» Task instructions: Please return the full listing below without altering anything.

— start Given information —

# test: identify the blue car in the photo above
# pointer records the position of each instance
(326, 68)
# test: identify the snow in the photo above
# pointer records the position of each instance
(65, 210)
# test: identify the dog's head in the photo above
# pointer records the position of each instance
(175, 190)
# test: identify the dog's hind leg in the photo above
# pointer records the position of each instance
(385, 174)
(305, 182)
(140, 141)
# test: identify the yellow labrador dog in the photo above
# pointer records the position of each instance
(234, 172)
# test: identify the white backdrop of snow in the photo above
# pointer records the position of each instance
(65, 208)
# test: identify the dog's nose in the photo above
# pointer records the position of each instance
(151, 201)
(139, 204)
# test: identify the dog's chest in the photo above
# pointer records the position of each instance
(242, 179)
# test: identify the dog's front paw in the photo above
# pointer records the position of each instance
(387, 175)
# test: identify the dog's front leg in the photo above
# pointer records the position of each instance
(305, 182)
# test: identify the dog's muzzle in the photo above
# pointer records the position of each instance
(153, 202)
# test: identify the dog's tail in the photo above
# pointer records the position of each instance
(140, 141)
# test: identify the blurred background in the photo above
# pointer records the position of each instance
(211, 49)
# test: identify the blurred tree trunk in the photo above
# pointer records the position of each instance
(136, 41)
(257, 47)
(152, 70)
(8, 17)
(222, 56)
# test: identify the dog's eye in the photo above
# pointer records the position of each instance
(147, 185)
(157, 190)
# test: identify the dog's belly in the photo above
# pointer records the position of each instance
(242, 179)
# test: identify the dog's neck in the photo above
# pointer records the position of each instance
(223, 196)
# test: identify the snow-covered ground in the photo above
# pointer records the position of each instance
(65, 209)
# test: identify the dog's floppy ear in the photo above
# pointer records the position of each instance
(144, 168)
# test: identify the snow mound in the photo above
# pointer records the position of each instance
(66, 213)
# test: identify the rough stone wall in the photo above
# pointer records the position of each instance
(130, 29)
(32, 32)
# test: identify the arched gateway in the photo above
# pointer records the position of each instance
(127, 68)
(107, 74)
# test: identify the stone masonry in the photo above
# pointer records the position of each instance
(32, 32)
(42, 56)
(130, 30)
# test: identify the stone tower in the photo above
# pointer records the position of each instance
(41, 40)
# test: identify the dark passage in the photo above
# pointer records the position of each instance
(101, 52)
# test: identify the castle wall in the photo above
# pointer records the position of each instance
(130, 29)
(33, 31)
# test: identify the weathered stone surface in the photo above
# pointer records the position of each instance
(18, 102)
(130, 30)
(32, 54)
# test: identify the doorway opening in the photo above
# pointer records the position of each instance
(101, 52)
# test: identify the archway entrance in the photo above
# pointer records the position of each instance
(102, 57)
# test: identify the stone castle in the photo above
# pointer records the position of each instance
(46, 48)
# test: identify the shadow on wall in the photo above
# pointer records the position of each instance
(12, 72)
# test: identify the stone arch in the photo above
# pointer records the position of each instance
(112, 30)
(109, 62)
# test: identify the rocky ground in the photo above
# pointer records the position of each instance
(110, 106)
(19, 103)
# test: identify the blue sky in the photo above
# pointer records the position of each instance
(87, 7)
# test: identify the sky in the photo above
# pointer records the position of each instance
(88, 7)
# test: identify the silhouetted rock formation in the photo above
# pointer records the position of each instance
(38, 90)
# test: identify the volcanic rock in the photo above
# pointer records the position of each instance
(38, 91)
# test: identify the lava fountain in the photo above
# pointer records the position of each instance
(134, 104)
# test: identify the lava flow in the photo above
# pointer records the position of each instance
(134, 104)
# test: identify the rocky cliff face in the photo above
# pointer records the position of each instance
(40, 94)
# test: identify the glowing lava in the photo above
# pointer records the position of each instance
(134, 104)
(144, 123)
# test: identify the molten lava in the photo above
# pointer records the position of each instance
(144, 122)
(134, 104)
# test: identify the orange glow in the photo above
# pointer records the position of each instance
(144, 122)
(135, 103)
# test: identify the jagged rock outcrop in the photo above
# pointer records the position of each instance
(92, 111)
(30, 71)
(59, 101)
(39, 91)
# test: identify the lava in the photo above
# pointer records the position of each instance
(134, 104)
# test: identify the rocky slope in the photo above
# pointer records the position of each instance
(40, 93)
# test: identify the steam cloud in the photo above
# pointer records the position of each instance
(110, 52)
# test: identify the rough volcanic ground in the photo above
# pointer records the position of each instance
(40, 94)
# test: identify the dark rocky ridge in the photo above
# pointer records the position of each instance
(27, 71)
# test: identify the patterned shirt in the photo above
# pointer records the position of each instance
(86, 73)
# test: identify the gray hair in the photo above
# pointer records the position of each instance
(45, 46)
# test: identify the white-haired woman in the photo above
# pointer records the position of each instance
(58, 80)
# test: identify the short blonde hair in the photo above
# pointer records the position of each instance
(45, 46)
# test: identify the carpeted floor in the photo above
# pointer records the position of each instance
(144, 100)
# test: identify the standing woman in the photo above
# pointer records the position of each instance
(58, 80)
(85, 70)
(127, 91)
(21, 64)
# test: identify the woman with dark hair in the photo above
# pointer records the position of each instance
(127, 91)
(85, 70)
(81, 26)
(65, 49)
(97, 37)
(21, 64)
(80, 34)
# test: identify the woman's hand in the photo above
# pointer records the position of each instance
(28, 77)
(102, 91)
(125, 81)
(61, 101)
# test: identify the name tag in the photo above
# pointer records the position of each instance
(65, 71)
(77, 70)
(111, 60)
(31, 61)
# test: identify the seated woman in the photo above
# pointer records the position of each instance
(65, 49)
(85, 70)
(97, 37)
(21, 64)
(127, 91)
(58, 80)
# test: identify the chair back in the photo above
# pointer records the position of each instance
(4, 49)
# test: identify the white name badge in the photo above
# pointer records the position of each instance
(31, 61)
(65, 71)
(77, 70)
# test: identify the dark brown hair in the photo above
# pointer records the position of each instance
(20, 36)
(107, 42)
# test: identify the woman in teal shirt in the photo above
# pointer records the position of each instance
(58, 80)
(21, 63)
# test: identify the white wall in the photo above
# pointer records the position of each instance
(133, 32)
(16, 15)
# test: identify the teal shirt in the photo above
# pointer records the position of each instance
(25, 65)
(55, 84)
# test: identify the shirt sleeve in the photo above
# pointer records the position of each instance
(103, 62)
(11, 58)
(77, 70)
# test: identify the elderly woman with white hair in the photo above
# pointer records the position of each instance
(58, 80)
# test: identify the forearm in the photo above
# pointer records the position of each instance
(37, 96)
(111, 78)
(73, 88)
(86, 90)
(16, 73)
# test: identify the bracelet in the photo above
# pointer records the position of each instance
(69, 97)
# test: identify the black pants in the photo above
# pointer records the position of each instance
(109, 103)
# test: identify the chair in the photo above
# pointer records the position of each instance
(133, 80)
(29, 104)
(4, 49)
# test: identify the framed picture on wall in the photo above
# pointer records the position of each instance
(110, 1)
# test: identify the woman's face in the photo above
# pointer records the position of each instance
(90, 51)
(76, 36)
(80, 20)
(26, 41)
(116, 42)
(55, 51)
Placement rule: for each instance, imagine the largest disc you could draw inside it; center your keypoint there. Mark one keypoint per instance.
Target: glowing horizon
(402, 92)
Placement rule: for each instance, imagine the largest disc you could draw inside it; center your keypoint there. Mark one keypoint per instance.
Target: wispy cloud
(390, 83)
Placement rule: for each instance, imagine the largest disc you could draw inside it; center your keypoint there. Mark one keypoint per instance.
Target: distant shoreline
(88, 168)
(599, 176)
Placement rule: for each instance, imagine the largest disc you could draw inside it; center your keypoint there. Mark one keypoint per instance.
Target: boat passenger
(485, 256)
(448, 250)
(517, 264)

— end Given information —

» Solved problem:
# test: identify the blue car in the photo above
# pointer records the position of each instance
(326, 68)
# test: identify the snow in the photo above
# pointer records the position of each instance
(65, 210)
# test: identify the dog's head in the photo above
# pointer records the position of each instance
(175, 190)
# test: identify the dog's hind leg in the photo above
# pointer records the position of each instance
(385, 174)
(305, 182)
(140, 141)
# test: identify the yellow labrador dog in the photo above
# pointer records the position of each instance
(234, 172)
# test: identify the white backdrop of snow in the photo above
# pointer records the position of each instance
(65, 208)
# test: identify the dog's nose in the photo above
# pointer records the position of each instance
(151, 201)
(139, 204)
# test: identify the dog's chest in the photo above
# pointer records the position of each instance
(242, 179)
# test: identify the dog's front paw in the photo above
# pointer records the position of each instance
(387, 175)
# test: identify the dog's front leg in the photo above
# pointer records the position of each instance
(305, 182)
# test: identify the dog's muzzle in the photo above
# pointer records the position of each instance
(153, 202)
# test: identify the dog's tail in the photo above
# pointer records the position of each instance
(140, 141)
# test: identify the blurred background in the photo above
# pointer records the position of each instance
(211, 49)
# test: identify the blurred tree trunk in the photo above
# pointer records the position of each instance
(136, 41)
(257, 47)
(152, 70)
(8, 17)
(222, 56)
# test: identify the dog's eye in the photo above
# pointer records the position of each instance
(147, 185)
(157, 190)
# test: identify the dog's belly in the photo above
# pointer records the position of each instance
(242, 179)
# test: identify the dog's neck in the photo above
# pointer records the position of each instance
(223, 196)
# test: identify the snow-covered ground in the photo above
# pointer records the position of each instance
(65, 209)
# test: identify the dog's floppy ear in the photo above
# pointer records the position of each instance
(144, 168)
# test: identify the snow mound in the photo above
# pointer records the position of each instance
(66, 213)
# test: identify the rough stone wall in the photo above
# pointer records the position of each instance
(130, 29)
(32, 32)
# test: identify the arched gateway in the photo above
# pointer records the position of each instance
(127, 68)
(107, 74)
# test: identify the stone masonry in the photo above
# pointer records the position of each instance
(32, 32)
(42, 56)
(130, 30)
# test: identify the stone tower in the photo above
# pointer records the position of each instance
(41, 40)
# test: identify the dark passage in the photo above
# pointer records the position of each instance
(101, 52)
# test: identify the castle wall in the photo above
# pointer records the position of each instance
(130, 29)
(33, 31)
# test: identify the weathered stone surface in the photo above
# pointer records the position of each instance
(18, 102)
(130, 30)
(32, 54)
# test: identify the doorway opening in the photo above
# pointer records the position of each instance
(101, 52)
# test: identify the archway entrance in the photo above
# pointer records the position of each instance
(102, 57)
# test: identify the stone castle in the photo above
# pointer records the position of each instance
(46, 48)
# test: identify the shadow on wall in the photo above
# pointer records the position of each instance
(12, 72)
# test: identify the stone arch in the photo above
# pointer records the position of each instance
(112, 30)
(109, 62)
# test: identify the rocky ground in the photo above
# pointer records the position of each instance
(110, 106)
(19, 103)
# test: identify the blue sky in the photo above
# pointer records the position of each instance
(87, 7)
# test: identify the sky in the photo above
# pointer records the position of each instance
(88, 7)
# test: identify the silhouetted rock formation in the photo above
# pointer records the position of each instance
(38, 90)
# test: identify the volcanic rock in the photo above
# pointer records the position of each instance
(38, 91)
# test: identify the lava fountain in the photo above
# pointer records the position of each instance
(134, 104)
# test: identify the lava flow in the photo above
# pointer records the position of each instance
(134, 104)
# test: identify the rocky cliff face in the photo above
# pointer records the position of each instance
(40, 94)
# test: identify the glowing lava in the photo above
# pointer records the position of each instance
(134, 104)
(144, 123)
# test: identify the molten lava in the photo above
# pointer records the position of each instance
(144, 122)
(134, 104)
# test: identify the orange glow in the photo above
# pointer records the position of each instance
(144, 122)
(135, 103)
# test: identify the jagged rock outcrop in the photo above
# pointer records the position of each instance
(92, 111)
(30, 71)
(59, 101)
(39, 91)
# test: identify the lava in the photo above
# pointer records the position of each instance
(134, 104)
# test: identify the rocky slope in the photo above
# pointer records the position of each instance
(40, 93)
# test: identify the steam cloud in the photo above
# pointer records the position of each instance
(110, 52)
# test: identify the rough volcanic ground in the photo above
# pointer records the position of each instance
(40, 94)
# test: identify the dark rocky ridge in the photo above
# pointer records the position of each instance
(27, 71)
# test: identify the patterned shirt in the photo above
# pointer records the position of each instance
(86, 73)
# test: identify the gray hair in the photo above
# pointer records the position of each instance
(45, 46)
# test: identify the white-haired woman in the photo above
# pointer records the position of each instance
(58, 80)
# test: identify the short blonde hair in the photo above
# pointer records the position of each instance
(45, 46)
# test: identify the carpeted floor in the photo above
# pointer records the position of each instance
(144, 100)
# test: identify the standing woman in the photo above
# pointer records the position of each instance
(58, 80)
(85, 70)
(127, 91)
(21, 64)
# test: identify the woman with dark hair in the photo above
# pointer records the position of each instance
(127, 91)
(85, 70)
(81, 26)
(65, 49)
(97, 37)
(21, 64)
(80, 34)
# test: identify the woman's hand in the photo above
# pointer records the position of each instance
(28, 77)
(102, 91)
(125, 81)
(61, 101)
# test: identify the name tag in the photo above
# pointer records the position of each instance
(65, 71)
(77, 70)
(111, 60)
(31, 61)
# test: identify the seated woman in the photo above
# pointer records the position of each instance
(65, 49)
(85, 70)
(97, 37)
(21, 64)
(127, 91)
(58, 80)
# test: identify the chair back in the photo above
# pointer records the position of each instance
(4, 49)
# test: identify the white name badge in the photo above
# pointer records the position of each instance
(31, 61)
(65, 71)
(77, 70)
# test: identify the dark brown hair in the photo above
# pointer records the position of each instance
(20, 36)
(107, 42)
# test: identify the woman in teal shirt in the photo above
# pointer records the position of each instance
(58, 80)
(21, 63)
# test: identify the white wall in the photo above
# pointer records the position of each instance
(133, 32)
(16, 15)
# test: identify the teal shirt in the photo above
# pointer records the position of each instance
(25, 65)
(55, 84)
# test: identify the shirt sleeve in the photo above
# pointer records the position of each instance
(103, 62)
(11, 58)
(77, 70)
# test: identify the elderly woman with white hair in the photo above
# pointer records the position of each instance
(58, 80)
# test: identify the forearm in the photo above
# pointer records the position of each instance
(37, 96)
(111, 78)
(73, 88)
(86, 90)
(16, 73)
# test: identify the bracelet in the photo above
# pointer records the position of each instance
(69, 97)
# test: identify the black pants in the photo above
# pointer records the position of each instance
(109, 103)
# test: identify the chair in the photo above
# pointer records the position of each instance
(133, 80)
(29, 104)
(4, 49)
# test: identify the framed picture on wall in the photo above
# pointer records the position of each instance
(110, 1)
# test: identify the woman's face in the photo above
# pointer records the position of each instance
(90, 51)
(76, 36)
(80, 20)
(26, 41)
(116, 42)
(55, 51)
Placement rule: for each instance, imagine the largest disc you could draw inside it; center your keypoint there. Mark one keypoint per instance.
Target: glowing horizon
(402, 92)
Placement rule: for each instance, imagine the largest disc you could draw inside it; center your keypoint there. Mark one keypoint per instance.
Target: wispy cloud
(390, 83)
Placement rule: for each instance, imagine the largest disc you could draw inside it; center your keypoint there. Mark one keypoint per instance.
Target: distant shoreline
(88, 168)
(599, 176)
Placement rule: for each instance, imagine the largest disc you could draw inside it; center your keypoint there. Mark one keypoint per instance.
Target: boat passenger
(485, 256)
(448, 250)
(517, 264)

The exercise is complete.